> O QUE FAZER:
Retome o texto sobre a sedução no design e continue-o a partir da última frase.

*** TEXTO DE LEITURA

O design que te seduz

Por Mauro Adriano Müller

Dieter Rams disse que o bom design faz o produto durar, transcender o tempo. Ele evita “estar na moda” e, portanto, nunca será antiquado. Mas quantos designs conseguem manter a sua efetividade, o desejo e admiração das pessoas, depois de um longo tempo de convívio e existência? Segundo os designers Julie Khaslavsky e  Nathan Shedroff, o segredo para isso é a sedução.

O poder de sedução do design de alguns objetos materiais e virtuais pode transcender questões de preço e desempenho tanto para compradores quanto para usuários. Para decepção de muitos engenheiros, a aparência de um produto pode às vezes causar o sucesso ou o fracasso da reação do mercado ao produto. O que esses objetos têm em comum é a capacidade de criar um laço emocional com os públicos, quase uma necessidade para eles.

Para exemplificar a importância da sedução no design, vamos usar um dos “queridinhos” do design: o espremedor Juicy Salif, de Philippe Starck.

Espremedor Juicy Salif, de 1990. Criação de Philippe Starck para a empresa italiana Alessi.

Espremedor Juicy Salif, de 1990. Criação de Philippe Starck para a empresa italiana Alessi.

 

Os designers Khaslavsky e Shedroff fizeram uma análise do espremedor, relatando os valores do produto como objeto de sedução:

  • Atrai a atenção por ser divertido: sendo diferente dos outros objetos da cozinha pela natureza de sua aparência, forma e materiais.

******
*** MATERIAL FORNECIDO

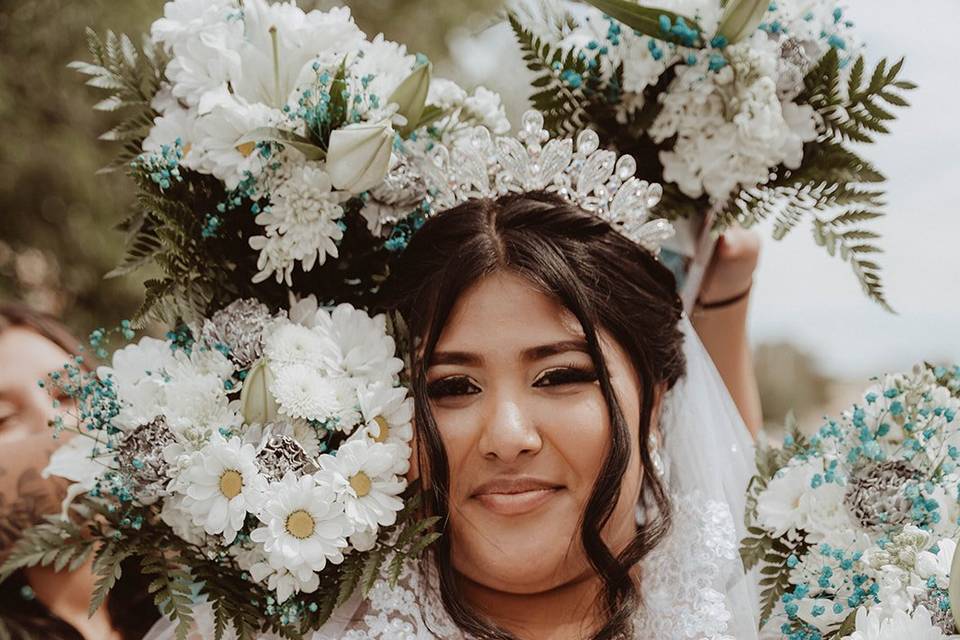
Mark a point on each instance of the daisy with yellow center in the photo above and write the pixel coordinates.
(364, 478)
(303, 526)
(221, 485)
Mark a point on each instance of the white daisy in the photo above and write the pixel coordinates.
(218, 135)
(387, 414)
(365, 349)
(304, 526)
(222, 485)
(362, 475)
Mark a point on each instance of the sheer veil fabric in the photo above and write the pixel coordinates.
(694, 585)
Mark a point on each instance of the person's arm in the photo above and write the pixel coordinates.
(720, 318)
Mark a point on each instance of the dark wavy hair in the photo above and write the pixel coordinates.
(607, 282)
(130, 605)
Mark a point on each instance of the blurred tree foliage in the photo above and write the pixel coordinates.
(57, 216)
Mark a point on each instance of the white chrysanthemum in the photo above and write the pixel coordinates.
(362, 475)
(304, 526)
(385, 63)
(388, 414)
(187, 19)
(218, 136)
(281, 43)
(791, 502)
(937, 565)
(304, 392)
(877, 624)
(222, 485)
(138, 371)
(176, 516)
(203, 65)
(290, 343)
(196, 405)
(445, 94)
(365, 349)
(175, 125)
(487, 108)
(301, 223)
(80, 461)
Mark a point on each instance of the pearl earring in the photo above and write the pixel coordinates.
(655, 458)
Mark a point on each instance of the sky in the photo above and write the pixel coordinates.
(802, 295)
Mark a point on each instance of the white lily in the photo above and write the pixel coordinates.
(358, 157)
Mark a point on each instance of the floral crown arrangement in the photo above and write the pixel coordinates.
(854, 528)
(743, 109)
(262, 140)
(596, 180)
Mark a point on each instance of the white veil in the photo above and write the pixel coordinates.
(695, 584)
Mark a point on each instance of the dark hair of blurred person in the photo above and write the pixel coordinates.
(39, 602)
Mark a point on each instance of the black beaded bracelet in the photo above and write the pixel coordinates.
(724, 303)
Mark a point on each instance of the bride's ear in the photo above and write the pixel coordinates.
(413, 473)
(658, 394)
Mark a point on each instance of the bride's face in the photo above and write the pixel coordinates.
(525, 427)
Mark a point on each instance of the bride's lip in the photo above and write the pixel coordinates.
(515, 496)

******
*** MATERIAL FORNECIDO

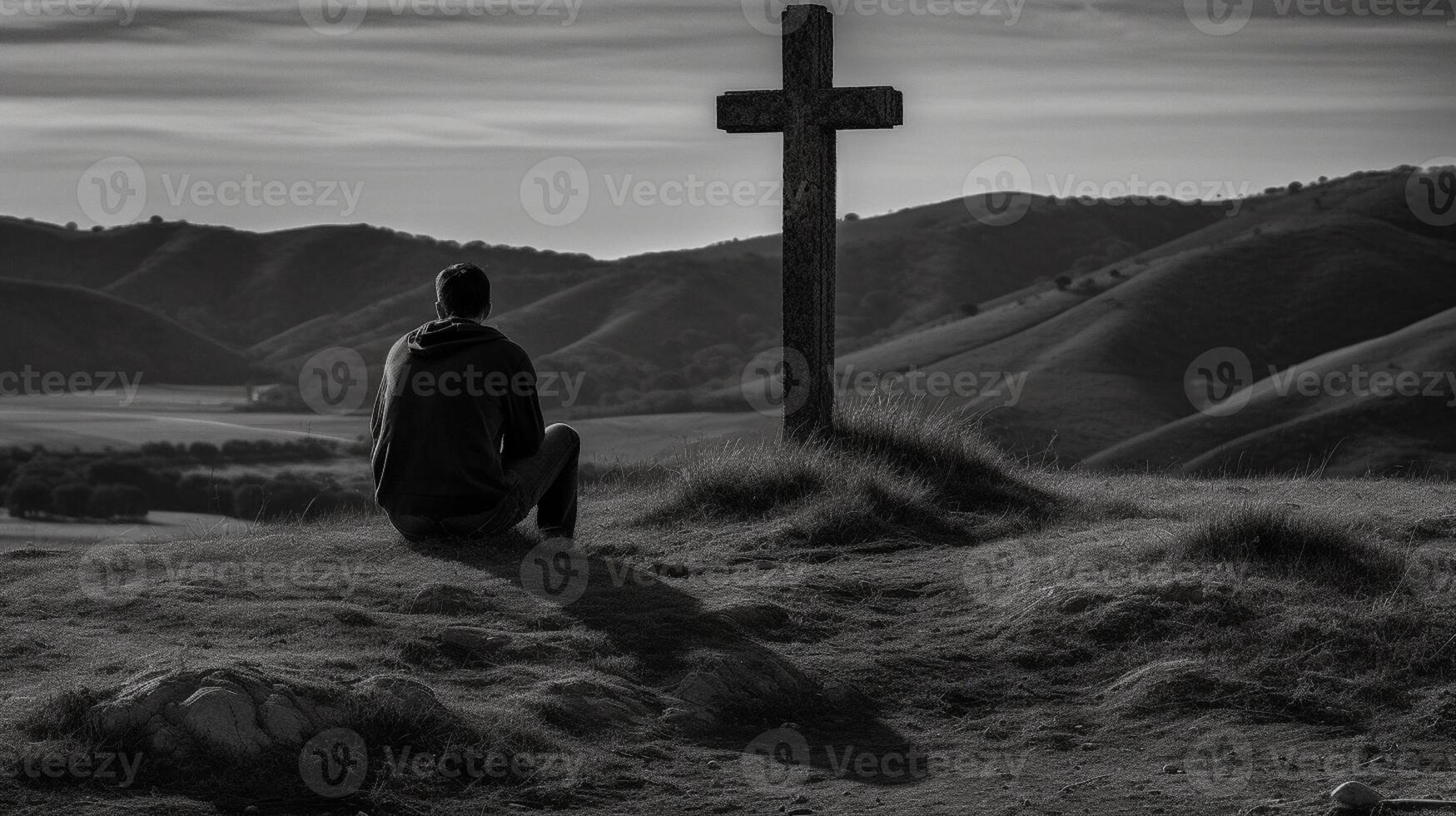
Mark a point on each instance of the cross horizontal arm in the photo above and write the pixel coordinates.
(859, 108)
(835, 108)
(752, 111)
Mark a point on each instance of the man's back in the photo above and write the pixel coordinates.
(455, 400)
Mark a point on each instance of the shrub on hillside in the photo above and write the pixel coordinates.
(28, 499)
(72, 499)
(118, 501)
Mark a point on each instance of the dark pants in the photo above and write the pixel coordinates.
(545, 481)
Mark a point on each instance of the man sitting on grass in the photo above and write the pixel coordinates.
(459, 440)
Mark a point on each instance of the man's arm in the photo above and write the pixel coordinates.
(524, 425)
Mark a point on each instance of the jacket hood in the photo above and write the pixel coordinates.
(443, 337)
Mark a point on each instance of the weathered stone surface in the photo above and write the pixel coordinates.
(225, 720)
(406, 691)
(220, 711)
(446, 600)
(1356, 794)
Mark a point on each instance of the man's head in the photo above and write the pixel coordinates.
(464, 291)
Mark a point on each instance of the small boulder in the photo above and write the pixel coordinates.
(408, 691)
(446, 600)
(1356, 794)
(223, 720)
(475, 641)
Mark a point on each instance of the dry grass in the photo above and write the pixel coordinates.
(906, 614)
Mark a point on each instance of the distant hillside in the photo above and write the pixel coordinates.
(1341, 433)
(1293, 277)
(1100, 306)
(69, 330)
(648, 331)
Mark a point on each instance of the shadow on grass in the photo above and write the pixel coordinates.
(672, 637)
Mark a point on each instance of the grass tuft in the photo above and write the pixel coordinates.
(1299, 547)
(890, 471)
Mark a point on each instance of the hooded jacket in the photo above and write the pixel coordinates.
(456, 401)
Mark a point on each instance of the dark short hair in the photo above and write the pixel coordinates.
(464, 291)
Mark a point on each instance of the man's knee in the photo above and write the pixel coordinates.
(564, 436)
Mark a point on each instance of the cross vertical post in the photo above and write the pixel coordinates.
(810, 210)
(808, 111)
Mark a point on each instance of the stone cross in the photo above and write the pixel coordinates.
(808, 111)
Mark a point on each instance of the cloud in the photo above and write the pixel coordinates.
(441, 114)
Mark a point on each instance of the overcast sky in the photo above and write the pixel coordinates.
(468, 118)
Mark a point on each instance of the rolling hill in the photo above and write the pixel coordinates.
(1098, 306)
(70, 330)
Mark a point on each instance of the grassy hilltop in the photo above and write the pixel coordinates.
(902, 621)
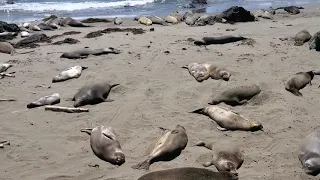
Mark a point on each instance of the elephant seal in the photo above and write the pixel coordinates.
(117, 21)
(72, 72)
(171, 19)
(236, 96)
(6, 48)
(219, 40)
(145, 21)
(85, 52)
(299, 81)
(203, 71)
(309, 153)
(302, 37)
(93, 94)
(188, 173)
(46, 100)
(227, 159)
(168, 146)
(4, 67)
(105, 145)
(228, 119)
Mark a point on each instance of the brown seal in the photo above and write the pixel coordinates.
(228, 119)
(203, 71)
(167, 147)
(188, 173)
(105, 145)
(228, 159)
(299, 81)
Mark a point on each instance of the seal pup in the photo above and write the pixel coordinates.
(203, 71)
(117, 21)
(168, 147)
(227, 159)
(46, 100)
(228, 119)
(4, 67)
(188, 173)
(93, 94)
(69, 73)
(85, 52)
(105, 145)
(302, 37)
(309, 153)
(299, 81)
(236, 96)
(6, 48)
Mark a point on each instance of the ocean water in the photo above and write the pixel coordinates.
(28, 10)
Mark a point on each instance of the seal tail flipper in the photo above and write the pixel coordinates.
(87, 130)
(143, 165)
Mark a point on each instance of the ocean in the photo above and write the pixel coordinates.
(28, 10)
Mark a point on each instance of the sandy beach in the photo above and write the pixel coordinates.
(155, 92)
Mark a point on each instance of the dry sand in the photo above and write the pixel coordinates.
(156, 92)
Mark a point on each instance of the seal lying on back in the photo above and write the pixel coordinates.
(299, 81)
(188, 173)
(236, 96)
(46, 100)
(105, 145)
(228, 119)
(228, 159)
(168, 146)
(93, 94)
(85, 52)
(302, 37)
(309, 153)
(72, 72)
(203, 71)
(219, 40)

******

> RESPOSTA:
  • Proporciona novidade surpreendente: não é imediatamente identificável como espremedor de frutas, e sua forma é tão incomum que chega a ser intrigante, e até surpreendente quando você reconhece o verdadeiro propósito do produto.
  • Vai além das necessidades e expectativas óbvias: para ser surpreendente e novo, ele precisa apenas ser de um tom de laranja vivo ou de madeira. Vai muito além do que se espera ou das exigências, que se torna algo inteiramente diferente.
  • Cria uma reação instintiva: logo de início, a forma cria curiosidade,  depois uma reação emocional de confusão, e talvez até medo, pela sua aparência pontuda e “perigosa”.
  • Combina valores com metas pessoais: o espremedor de Philipe Starck transforma o ato rotineiro de espremer uma laranja em uma experiência especial. Sua abordagem inovadora, simplicidade e elegância em termos de formas e desempenho criam uma valorização e o desejo de possuir não apenas o objeto, mas as qualidades que ajudaram a criá-lo – inovação, originalidade, elegância e sofisticação. Ele fala tanto a respeito da pessoa que o possui quanto sobre seu criador.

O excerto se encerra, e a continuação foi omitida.